# Excerpt:
In a monetary system in which all value of a currency is nothing

more than debt, if all debts were to be repaid, the monetary system

would disappear.  In other words, there would no longer be any money at all.

(This is a reproduced statement from the Fed. Reserve itself)

In this system, growth therefore equals increasing debt.  This is seen in the

banking practice in which fractional banking allows banks to create money

by a mere book entry as they loan out $9 for every $1 they actually have

on hand.  Each of the $9 becomes the basis for other loans of $9 by other

banks as the dollars are deposited throughout the banking system, creating

ever more "money" which is nothing more than debt.  There is nothing of

real value backing it up.


Banks, therefore, make more money by creating more debt.  It is not in their

interest to see debts repaid because a repaid debt reduces the money supply

(erases the phantom money/debt).  Rather, they want the interest payments

on debt - this is their ever-expanding wealth because the debt they produce

is ever-expanding.


It is difficult to imagine a more lucrative business than banking.  For producing

nothing real, and for printing fiat money to loan, banks demand payments in interest

for essentially doing nothing more than creating the illusion of value.  The only real

value is in the labor and creativity of those who obligate themselves to repay

the loans.  Hence, banks are repaid in dollars earned by human work and ingenuity,

the banks then take that value and dilute it 10 to one in order to loan out more

book entry money on which to make their ever-increasing interest payments.


Add to this the banks' ability to leverage up to 20-30 to one and invest in their

various ingenious forms of "paper" such as default swaps, and the wealth generated

can be staggering.  Of course, it is phantom wealth, based only on the continuing

labor of the  working masses who actually create something of use every day.

# Extracted material:
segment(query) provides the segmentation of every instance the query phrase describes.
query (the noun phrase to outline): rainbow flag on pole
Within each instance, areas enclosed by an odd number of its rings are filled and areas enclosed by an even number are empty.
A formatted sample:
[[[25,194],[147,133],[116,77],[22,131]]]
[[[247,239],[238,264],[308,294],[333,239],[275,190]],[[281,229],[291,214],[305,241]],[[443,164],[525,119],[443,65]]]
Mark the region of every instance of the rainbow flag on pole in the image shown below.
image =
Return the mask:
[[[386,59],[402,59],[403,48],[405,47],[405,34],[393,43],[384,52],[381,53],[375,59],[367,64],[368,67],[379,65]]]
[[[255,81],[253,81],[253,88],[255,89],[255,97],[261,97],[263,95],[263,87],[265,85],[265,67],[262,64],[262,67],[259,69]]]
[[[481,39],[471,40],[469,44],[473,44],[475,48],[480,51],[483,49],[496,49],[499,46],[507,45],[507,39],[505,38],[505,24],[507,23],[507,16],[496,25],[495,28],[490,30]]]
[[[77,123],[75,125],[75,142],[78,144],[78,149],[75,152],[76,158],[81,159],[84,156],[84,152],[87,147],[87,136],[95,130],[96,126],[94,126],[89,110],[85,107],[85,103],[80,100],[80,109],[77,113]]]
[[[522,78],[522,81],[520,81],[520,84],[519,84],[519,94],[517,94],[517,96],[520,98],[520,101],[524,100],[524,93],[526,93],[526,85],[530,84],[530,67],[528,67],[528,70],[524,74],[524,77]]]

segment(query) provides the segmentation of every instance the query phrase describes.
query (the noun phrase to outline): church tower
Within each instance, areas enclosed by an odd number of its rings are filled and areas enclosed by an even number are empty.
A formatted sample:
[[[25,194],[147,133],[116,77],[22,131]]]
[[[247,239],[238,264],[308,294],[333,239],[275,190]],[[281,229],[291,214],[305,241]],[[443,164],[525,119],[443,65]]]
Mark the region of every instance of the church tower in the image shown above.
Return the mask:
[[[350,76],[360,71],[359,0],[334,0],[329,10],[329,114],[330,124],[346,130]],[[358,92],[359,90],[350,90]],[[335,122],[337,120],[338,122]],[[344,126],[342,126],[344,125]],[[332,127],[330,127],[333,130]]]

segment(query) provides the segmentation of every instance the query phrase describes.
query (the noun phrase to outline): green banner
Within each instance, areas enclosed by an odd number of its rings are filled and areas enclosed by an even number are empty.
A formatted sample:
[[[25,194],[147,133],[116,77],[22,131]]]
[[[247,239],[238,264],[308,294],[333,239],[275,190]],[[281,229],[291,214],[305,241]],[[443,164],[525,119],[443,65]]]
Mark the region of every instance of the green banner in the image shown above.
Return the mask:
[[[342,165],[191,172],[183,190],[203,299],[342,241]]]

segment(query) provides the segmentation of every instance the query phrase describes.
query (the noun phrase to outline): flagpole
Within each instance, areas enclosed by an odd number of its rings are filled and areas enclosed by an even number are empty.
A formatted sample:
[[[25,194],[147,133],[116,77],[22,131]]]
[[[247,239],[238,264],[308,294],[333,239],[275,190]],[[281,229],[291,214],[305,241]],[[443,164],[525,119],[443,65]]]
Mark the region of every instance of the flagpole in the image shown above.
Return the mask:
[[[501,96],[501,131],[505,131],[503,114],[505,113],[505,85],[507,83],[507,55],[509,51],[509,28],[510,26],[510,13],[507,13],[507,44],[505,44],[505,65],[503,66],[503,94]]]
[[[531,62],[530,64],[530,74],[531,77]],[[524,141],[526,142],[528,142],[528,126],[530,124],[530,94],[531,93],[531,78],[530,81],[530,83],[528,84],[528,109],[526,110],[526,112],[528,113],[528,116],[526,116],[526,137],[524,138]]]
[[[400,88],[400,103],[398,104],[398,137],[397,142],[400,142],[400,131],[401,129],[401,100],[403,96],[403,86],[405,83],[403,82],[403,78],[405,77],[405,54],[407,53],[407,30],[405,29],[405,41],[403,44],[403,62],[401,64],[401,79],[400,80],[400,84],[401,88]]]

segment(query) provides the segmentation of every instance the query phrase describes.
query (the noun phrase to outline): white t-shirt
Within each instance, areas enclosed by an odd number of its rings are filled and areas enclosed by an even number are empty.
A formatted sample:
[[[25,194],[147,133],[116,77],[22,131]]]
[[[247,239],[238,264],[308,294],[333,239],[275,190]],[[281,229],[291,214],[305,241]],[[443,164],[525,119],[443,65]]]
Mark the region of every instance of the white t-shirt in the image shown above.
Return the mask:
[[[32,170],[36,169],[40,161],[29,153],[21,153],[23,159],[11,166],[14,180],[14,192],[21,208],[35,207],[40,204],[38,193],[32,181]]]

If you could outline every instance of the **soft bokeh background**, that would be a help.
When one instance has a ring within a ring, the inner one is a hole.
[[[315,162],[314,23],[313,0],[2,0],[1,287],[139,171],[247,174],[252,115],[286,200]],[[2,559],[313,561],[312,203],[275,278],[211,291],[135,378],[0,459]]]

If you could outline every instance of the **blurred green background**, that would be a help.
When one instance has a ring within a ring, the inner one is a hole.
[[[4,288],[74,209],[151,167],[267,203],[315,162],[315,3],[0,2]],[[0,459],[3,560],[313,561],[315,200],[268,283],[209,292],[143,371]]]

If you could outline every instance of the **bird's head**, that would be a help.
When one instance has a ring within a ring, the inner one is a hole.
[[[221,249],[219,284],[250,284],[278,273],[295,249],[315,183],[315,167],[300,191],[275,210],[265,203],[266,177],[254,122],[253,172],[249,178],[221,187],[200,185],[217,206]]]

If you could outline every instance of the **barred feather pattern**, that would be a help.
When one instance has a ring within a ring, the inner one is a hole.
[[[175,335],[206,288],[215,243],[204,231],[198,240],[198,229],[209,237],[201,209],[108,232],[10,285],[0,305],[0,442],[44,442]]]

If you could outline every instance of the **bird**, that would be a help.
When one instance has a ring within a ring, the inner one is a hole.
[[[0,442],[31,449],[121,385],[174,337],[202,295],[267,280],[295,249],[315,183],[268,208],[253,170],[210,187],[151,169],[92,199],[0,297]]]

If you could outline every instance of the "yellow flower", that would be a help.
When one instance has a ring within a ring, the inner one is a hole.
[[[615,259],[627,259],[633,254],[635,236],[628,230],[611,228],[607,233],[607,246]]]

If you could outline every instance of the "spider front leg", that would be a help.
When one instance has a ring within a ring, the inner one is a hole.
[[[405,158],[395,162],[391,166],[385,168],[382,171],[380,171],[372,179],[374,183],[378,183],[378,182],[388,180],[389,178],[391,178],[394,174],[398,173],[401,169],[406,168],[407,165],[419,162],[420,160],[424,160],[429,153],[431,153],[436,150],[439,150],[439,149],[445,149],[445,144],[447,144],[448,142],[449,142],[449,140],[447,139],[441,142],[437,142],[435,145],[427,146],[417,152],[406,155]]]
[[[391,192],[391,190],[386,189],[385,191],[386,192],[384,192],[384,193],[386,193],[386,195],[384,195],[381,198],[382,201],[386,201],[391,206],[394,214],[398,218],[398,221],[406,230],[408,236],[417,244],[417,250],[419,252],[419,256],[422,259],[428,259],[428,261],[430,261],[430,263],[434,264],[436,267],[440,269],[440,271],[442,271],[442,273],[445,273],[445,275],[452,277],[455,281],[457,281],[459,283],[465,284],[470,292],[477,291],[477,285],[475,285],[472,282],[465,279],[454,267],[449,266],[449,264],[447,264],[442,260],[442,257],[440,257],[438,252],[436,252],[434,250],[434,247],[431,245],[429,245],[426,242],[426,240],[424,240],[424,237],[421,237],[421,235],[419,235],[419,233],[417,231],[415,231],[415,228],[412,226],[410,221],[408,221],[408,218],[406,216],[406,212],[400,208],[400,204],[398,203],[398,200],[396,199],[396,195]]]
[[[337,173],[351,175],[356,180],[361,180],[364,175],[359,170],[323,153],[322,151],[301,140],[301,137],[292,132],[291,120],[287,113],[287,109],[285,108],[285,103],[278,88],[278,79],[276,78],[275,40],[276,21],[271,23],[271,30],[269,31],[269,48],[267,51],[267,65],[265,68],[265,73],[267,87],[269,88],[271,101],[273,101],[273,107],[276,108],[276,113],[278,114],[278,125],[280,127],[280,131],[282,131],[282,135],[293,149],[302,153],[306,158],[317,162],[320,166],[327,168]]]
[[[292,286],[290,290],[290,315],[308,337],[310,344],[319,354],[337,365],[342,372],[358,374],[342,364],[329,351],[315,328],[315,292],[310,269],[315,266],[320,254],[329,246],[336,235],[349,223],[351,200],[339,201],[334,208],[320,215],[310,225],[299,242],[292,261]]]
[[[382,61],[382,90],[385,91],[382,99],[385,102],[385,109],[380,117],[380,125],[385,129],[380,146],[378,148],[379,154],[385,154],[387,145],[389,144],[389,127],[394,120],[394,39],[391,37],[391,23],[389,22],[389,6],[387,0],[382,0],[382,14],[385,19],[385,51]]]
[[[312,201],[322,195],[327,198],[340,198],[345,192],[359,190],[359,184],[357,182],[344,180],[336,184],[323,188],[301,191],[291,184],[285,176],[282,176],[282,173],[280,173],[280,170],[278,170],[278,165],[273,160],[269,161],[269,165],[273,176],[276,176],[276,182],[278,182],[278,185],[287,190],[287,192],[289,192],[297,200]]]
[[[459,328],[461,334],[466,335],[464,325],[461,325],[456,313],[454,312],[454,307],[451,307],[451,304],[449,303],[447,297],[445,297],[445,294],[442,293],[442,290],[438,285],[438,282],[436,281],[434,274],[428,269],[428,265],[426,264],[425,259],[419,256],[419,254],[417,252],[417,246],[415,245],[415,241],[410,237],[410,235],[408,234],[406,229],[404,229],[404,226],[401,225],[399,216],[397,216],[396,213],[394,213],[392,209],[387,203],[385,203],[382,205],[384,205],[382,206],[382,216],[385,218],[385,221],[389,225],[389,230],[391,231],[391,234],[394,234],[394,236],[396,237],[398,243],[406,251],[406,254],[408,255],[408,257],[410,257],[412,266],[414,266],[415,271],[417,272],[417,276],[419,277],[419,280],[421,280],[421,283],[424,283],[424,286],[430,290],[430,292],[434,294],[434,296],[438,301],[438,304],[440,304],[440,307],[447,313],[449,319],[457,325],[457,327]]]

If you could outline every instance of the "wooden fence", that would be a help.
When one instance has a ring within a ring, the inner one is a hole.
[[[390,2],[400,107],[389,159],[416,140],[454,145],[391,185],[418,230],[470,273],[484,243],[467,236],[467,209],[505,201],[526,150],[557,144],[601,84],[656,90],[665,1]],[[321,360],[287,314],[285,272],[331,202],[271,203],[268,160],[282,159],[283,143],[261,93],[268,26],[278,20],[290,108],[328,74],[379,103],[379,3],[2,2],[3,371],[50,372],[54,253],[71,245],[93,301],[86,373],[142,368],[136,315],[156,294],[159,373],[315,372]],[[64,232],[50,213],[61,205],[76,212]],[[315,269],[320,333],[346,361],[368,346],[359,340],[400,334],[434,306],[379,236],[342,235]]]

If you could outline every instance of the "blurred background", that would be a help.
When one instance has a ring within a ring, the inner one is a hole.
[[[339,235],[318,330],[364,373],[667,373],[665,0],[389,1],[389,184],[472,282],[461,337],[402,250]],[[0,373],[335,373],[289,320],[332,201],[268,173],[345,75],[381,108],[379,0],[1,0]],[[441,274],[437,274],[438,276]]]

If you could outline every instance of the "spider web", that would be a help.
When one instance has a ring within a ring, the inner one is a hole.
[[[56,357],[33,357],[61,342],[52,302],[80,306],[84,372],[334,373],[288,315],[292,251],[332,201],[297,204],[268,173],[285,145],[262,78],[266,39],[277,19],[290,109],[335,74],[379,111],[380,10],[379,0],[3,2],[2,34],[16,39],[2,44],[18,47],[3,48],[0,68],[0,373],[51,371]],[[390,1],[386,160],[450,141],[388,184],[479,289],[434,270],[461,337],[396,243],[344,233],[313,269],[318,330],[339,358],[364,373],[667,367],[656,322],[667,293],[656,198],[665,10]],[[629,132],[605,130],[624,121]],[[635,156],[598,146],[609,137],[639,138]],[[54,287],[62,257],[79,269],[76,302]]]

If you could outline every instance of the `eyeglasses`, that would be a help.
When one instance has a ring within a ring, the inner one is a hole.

# Required work:
A - In the banking passage, how many dollars do banks loan out for every dollar they actually have on hand?
B - Reproduce word for word the part of the banking passage that opens with the words containing "Add to this" and closes with "use every day.".
C - Summarize the banking passage in two sentences.
The material after the banking passage plays no role here.

# Answers to the problems:
A - $9 for every $1.

B -
Add to this the banks' ability to leverage up to 20-30 to one and invest in their

various ingenious forms of "paper" such as default swaps, and the wealth generated

can be staggering.  Of course, it is phantom wealth, based only on the continuing

labor of the  working masses who actually create something of use every day.

C - In a monetary system where currency is nothing more than debt, growth equals increasing debt, because fractional banking lets banks create money by book entry and lend $9 for every $1 they have on hand. Banks profit from interest on this ever-expanding debt rather than from its repayment, while the only real value lies in the labor and creativity of the people who repay the loans.